» **Alıntı**:
Adli Tıp tarafından "Çocuk babadan değil" raporu verilen, ancak ilik nakli nedeniyle babanın DNA'sının değiştiği ve birden fazla DNA'ya sahip olduğu belirlenen olayda anne A.V, yaşadıklarını "Çok sıkıntı çektim. Hiçbir kadın böyle bir şeyle anılmak istenmez. Gerçek ortaya çıkana kadar çocuklarım gayri meşru çocuklar olarak görüldü" diyerek anlattı.
Sabah'tan Fatih Ulaş'ın haberine göre Manisa'nın Sarıgöl ilçesinde "dedikodular nedeniyle" A.V. isimli kadının boşandığı eşi M.A., çocukların kendisinden olduğunu ispatlamak için soybağı tespit (babalık) davası açtı. Adli tıp kurumu önce çocukların babadan olmadığı yönünde DNA raporu verdi, ancak daha sonra babanın ilik nakli nedeniyle birden fazla DNA taşıdığı tespit edildi. 32 yaşında 3 çocuk annesi olan A.V. daha önce benzeri görülmemiş davada yaşadıklarını anlattı.

» **Kayıt Kümesi**:
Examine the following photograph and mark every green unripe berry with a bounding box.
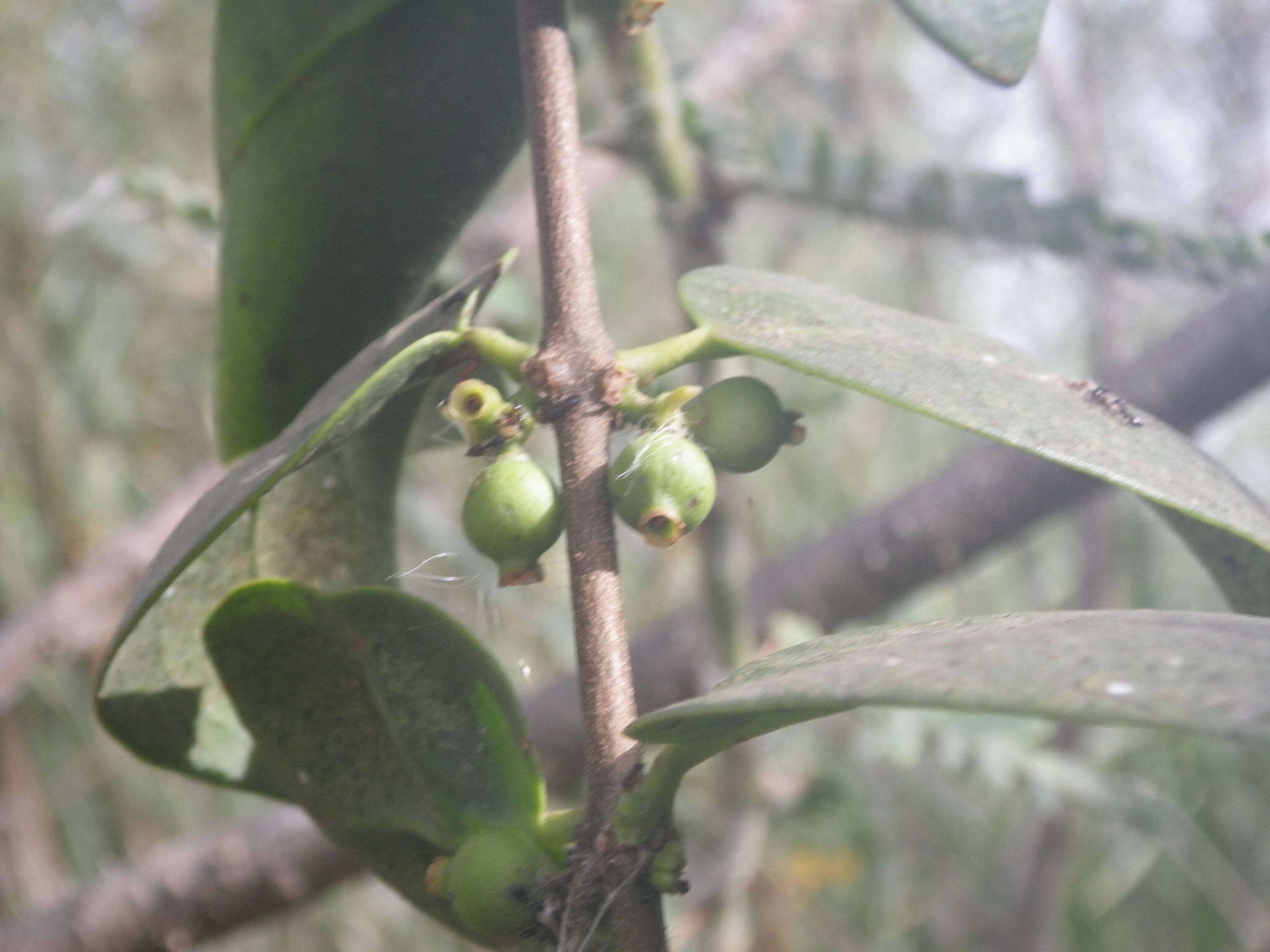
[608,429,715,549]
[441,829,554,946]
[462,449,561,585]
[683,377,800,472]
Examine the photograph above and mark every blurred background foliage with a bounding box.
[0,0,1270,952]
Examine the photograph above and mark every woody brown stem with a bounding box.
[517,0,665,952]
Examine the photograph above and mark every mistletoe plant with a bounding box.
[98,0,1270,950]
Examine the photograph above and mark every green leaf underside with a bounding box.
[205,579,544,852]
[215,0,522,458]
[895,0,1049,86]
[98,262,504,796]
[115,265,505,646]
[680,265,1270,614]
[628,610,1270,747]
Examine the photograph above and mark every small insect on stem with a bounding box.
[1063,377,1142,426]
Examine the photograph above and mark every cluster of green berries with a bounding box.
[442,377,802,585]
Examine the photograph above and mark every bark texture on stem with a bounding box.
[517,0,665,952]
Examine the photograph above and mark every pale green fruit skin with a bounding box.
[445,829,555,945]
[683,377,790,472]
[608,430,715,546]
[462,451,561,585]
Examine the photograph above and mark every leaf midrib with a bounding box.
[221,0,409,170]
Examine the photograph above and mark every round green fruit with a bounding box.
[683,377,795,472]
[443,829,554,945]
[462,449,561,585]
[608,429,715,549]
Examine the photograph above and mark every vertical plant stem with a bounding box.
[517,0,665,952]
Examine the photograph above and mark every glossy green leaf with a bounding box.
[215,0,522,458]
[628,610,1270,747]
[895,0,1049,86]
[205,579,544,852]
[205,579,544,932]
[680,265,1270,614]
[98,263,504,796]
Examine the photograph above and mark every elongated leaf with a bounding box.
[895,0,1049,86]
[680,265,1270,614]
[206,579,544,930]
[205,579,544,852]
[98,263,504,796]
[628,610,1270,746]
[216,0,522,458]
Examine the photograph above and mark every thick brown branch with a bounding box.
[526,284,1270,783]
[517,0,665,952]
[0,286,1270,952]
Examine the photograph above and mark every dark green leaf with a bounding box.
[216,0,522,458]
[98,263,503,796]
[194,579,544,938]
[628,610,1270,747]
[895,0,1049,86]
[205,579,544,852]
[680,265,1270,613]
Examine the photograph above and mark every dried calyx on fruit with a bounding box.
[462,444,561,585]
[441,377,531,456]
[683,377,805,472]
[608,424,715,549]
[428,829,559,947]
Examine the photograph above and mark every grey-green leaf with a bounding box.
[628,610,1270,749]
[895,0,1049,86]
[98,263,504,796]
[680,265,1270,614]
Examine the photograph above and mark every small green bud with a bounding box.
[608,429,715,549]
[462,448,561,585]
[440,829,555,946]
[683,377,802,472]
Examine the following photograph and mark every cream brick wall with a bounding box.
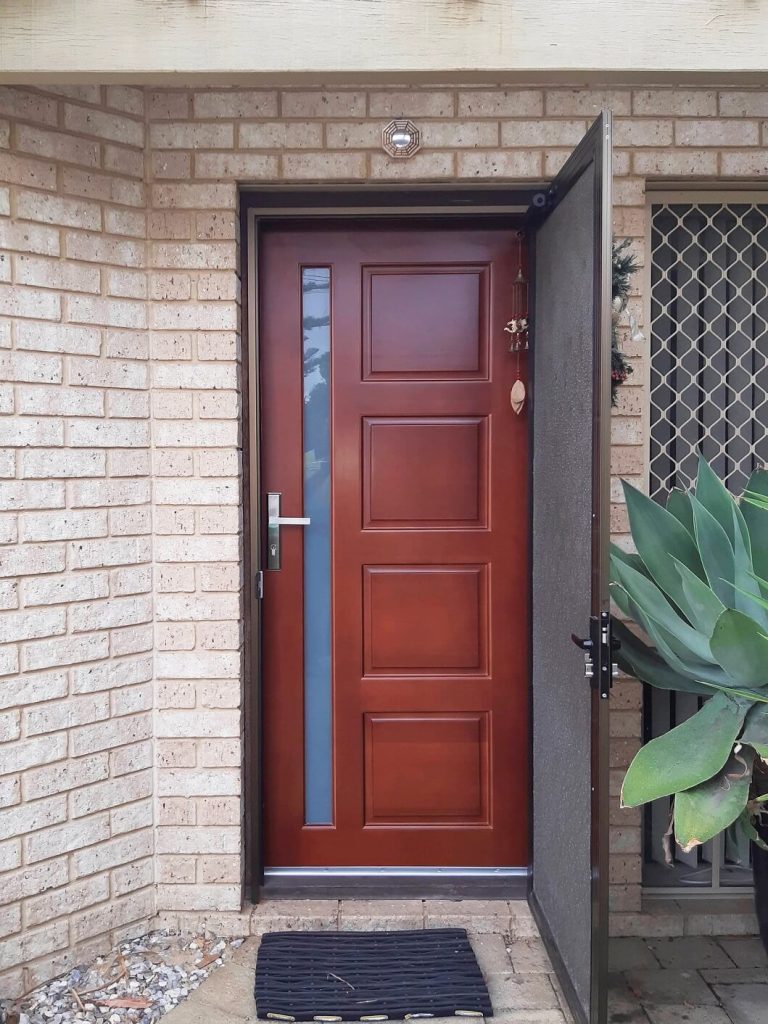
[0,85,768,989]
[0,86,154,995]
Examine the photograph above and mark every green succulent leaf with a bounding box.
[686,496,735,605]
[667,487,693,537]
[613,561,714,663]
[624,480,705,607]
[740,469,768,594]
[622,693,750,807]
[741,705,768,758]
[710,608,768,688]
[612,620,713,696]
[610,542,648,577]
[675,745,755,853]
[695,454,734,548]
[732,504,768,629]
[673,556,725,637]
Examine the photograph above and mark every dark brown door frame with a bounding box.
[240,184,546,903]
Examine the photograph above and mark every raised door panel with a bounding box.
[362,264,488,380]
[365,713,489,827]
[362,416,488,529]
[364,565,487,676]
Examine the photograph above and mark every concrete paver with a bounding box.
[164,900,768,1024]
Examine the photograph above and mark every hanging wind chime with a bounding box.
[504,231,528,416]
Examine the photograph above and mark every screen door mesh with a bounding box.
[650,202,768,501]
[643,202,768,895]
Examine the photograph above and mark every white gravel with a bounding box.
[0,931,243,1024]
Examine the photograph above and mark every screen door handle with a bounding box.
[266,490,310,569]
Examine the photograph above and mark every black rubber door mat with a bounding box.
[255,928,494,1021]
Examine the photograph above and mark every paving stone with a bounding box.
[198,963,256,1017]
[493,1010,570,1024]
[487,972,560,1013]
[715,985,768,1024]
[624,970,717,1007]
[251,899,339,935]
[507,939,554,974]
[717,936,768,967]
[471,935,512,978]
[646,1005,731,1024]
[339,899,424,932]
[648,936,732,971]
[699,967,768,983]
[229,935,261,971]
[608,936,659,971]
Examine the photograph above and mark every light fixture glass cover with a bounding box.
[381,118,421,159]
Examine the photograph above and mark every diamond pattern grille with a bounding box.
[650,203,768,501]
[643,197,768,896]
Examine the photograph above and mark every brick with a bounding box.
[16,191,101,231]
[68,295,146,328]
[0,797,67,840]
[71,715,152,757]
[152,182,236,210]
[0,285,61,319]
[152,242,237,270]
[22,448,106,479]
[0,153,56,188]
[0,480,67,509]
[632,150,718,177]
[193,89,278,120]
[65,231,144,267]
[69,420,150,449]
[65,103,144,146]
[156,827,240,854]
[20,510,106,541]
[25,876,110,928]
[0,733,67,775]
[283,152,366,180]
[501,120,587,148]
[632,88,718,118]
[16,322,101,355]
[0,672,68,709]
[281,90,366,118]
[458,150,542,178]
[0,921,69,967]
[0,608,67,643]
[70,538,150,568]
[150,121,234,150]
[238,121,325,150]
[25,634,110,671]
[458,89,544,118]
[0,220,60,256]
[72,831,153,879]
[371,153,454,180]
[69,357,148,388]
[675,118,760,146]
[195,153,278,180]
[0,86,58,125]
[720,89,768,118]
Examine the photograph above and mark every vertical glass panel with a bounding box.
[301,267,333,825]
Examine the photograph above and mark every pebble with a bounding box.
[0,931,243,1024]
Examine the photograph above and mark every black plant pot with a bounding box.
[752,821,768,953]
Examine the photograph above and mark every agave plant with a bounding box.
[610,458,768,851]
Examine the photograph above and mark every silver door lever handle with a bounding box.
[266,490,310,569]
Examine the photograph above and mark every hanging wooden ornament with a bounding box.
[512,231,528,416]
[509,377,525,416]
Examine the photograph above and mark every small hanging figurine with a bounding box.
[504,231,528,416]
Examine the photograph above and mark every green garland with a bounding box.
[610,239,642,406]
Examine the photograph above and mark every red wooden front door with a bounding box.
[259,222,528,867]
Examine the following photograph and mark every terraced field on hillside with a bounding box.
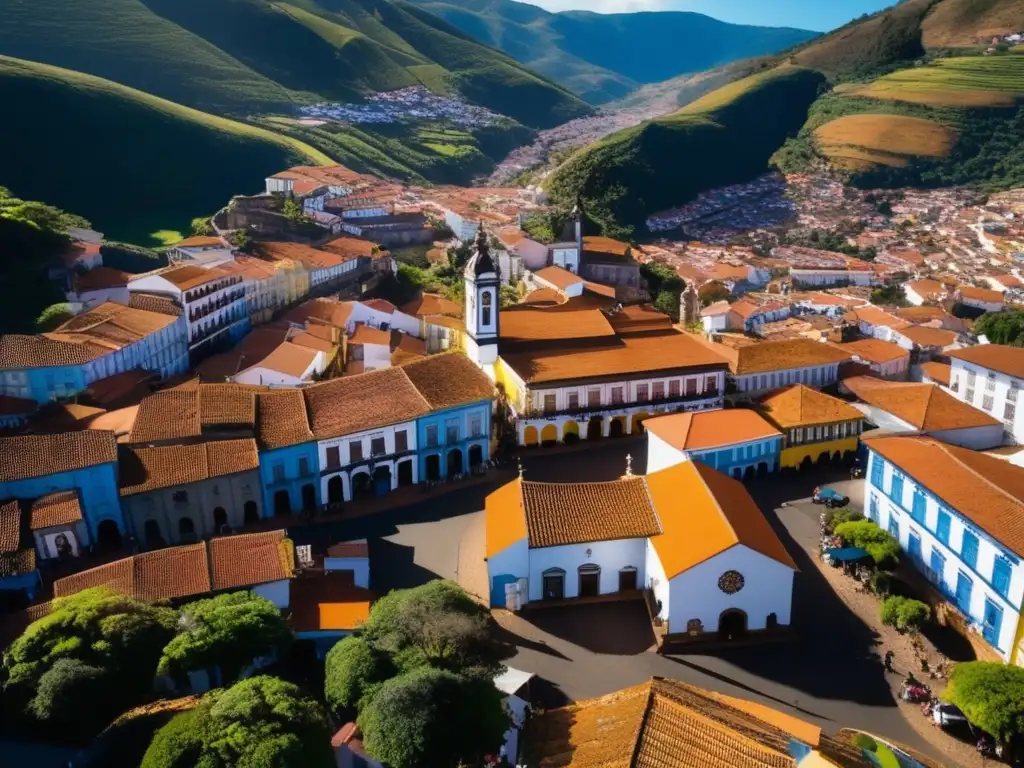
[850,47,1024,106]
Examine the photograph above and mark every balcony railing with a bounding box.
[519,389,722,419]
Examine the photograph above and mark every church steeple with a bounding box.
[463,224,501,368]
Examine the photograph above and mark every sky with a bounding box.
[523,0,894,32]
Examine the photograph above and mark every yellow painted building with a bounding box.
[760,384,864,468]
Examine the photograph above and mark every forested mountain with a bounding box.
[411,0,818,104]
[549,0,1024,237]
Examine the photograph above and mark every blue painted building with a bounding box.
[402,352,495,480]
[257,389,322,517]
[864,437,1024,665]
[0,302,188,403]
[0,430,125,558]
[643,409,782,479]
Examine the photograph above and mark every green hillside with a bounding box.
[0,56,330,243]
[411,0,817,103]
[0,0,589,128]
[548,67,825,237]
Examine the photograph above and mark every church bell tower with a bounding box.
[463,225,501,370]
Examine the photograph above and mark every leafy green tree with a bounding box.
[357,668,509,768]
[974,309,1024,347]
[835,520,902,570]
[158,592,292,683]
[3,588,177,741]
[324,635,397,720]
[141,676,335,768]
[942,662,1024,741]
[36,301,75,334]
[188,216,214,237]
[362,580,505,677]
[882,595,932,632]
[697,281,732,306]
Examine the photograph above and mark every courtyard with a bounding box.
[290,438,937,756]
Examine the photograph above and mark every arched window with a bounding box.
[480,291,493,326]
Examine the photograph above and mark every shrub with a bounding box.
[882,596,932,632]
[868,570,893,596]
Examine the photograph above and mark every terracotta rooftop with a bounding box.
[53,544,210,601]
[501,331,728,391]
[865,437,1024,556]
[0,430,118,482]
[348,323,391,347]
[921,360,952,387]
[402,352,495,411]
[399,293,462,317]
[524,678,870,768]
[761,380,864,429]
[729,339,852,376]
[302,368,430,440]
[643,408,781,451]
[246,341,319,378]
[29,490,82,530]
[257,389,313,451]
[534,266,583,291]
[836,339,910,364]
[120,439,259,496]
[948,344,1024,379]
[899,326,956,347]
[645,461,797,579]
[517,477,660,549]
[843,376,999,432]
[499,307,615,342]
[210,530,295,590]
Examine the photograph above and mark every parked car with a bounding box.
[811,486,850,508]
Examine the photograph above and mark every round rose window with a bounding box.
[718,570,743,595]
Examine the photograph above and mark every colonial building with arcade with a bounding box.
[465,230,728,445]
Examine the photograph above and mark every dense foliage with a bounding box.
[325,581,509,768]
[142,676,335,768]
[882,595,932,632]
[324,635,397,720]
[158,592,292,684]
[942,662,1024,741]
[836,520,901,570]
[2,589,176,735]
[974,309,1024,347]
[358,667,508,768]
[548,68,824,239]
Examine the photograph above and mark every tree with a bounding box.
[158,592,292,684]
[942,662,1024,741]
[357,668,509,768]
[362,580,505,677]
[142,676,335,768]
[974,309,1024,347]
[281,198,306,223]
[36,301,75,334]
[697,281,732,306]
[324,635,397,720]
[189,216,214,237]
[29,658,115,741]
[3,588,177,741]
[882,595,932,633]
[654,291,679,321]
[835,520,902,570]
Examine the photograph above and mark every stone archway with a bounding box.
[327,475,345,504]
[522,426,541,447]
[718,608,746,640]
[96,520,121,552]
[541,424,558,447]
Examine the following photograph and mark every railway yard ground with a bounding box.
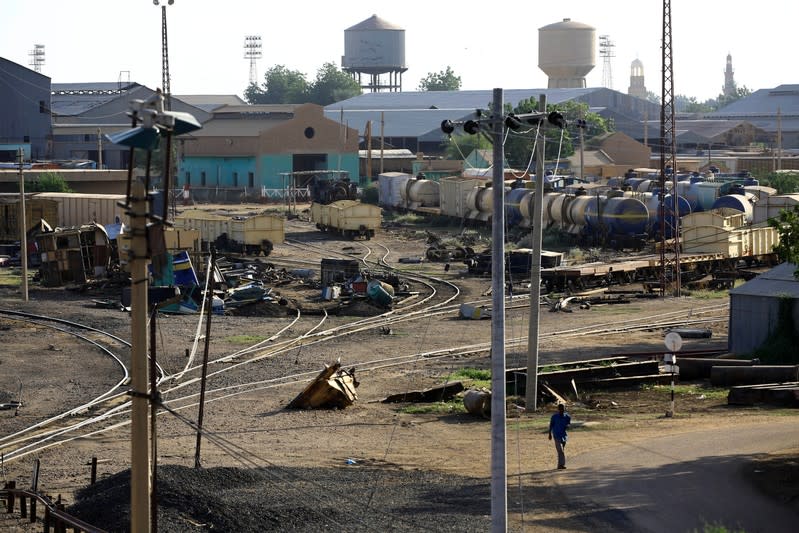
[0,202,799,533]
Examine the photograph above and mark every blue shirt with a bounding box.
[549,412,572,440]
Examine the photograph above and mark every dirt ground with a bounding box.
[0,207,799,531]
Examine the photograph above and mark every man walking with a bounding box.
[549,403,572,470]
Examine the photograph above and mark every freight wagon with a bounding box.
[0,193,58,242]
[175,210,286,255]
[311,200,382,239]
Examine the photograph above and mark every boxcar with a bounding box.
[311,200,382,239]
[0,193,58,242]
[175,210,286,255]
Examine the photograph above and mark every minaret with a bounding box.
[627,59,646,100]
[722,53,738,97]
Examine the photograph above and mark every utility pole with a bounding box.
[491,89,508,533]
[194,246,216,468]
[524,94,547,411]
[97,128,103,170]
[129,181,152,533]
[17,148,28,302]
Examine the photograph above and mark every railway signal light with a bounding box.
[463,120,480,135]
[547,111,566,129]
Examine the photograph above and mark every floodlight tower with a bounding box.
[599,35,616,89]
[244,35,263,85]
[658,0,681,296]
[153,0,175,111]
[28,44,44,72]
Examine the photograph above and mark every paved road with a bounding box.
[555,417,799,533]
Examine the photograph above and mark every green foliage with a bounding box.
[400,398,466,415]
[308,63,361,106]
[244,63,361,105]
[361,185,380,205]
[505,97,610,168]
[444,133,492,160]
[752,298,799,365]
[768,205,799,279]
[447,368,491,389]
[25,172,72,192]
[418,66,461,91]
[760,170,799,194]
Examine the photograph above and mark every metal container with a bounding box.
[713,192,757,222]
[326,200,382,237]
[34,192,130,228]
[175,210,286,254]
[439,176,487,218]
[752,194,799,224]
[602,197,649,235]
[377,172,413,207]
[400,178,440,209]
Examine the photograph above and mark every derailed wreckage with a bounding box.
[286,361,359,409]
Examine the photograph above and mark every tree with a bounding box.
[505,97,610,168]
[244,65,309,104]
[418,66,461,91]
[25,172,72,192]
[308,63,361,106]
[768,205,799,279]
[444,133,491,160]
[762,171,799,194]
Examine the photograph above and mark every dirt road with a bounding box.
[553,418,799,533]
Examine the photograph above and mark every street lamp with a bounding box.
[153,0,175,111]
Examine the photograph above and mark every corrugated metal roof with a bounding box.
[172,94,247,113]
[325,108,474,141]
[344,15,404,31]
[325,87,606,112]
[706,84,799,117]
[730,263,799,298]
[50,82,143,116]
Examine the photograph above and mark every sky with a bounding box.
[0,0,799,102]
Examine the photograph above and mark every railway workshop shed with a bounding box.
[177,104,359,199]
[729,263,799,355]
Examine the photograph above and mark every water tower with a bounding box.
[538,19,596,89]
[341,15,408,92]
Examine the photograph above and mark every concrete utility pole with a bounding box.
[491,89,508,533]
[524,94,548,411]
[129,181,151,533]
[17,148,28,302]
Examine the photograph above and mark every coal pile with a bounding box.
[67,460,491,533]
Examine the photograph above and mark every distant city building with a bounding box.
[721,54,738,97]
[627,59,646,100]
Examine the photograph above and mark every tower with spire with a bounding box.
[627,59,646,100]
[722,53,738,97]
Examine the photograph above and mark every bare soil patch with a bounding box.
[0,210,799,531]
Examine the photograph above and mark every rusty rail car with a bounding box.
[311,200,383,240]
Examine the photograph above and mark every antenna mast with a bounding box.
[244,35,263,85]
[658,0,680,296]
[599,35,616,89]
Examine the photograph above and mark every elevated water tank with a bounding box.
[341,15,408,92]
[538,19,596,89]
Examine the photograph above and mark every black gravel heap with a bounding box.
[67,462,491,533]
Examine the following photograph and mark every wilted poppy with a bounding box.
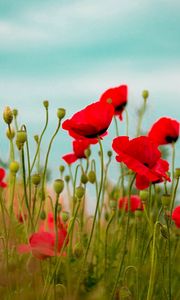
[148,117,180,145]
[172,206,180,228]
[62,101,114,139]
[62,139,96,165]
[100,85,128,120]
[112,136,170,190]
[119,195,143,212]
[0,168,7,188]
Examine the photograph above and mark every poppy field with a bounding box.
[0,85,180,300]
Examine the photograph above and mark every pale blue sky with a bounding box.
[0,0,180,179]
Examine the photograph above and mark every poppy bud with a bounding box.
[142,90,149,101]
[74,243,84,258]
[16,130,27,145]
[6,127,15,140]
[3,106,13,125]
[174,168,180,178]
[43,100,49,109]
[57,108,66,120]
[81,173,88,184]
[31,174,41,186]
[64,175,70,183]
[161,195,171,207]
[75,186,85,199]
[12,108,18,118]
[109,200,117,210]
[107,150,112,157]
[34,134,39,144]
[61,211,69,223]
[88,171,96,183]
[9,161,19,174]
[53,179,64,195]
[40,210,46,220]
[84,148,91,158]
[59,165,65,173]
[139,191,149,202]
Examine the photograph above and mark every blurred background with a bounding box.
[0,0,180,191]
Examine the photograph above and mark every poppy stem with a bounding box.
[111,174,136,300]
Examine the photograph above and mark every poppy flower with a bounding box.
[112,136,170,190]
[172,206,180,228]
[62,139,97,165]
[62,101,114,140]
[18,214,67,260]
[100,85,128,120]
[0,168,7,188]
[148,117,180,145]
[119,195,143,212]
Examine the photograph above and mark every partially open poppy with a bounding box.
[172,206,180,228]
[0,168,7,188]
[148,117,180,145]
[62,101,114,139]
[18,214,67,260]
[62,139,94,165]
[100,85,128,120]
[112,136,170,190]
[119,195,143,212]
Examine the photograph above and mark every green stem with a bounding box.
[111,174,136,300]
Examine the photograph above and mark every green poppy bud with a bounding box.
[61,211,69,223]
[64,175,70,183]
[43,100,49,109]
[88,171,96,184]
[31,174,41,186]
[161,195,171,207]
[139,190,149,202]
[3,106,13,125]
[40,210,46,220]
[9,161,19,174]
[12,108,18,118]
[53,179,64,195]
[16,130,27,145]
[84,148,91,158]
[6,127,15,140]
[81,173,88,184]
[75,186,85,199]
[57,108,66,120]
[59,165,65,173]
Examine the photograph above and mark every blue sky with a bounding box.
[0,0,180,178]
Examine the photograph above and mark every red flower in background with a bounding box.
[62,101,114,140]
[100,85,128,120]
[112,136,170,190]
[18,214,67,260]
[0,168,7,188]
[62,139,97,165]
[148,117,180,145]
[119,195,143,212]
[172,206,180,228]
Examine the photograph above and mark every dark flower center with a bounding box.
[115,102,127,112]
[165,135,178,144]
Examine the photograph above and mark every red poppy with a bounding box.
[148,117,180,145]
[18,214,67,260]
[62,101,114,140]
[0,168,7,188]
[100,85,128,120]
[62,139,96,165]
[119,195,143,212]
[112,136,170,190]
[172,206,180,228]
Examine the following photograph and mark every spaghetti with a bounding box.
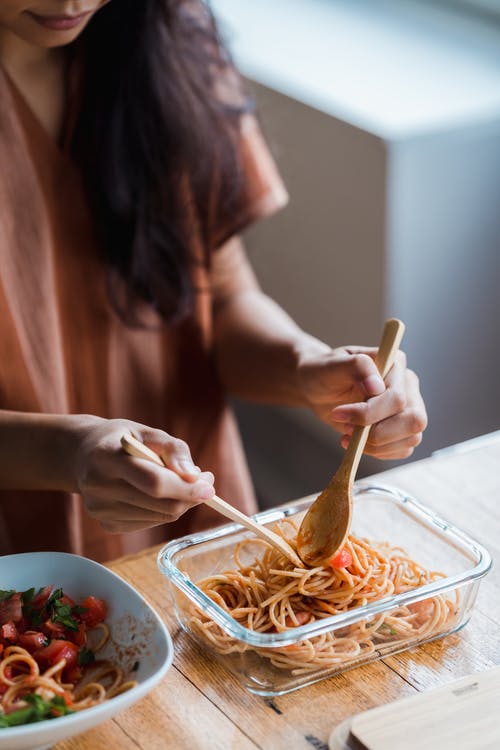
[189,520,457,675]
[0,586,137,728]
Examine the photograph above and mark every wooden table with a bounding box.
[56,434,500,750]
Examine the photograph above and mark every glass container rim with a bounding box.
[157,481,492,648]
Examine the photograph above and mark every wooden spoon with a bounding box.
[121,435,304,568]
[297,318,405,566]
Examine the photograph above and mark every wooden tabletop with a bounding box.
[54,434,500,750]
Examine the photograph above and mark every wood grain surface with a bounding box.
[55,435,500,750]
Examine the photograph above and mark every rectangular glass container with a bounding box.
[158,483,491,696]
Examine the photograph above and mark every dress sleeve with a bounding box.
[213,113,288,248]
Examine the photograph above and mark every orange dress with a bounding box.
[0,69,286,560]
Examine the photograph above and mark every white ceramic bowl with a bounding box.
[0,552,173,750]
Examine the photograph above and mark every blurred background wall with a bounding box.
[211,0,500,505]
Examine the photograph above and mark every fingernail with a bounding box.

» **Alıştırmanın Amacı**:
Alıntıya göre babanın birden fazla DNA taşımasının nedeni nedir, lütfen belirtin.

» **Alıştırmanın Cevabı**:
Babanın birden fazla DNA taşımasının nedeni geçirdiği ilik naklidir.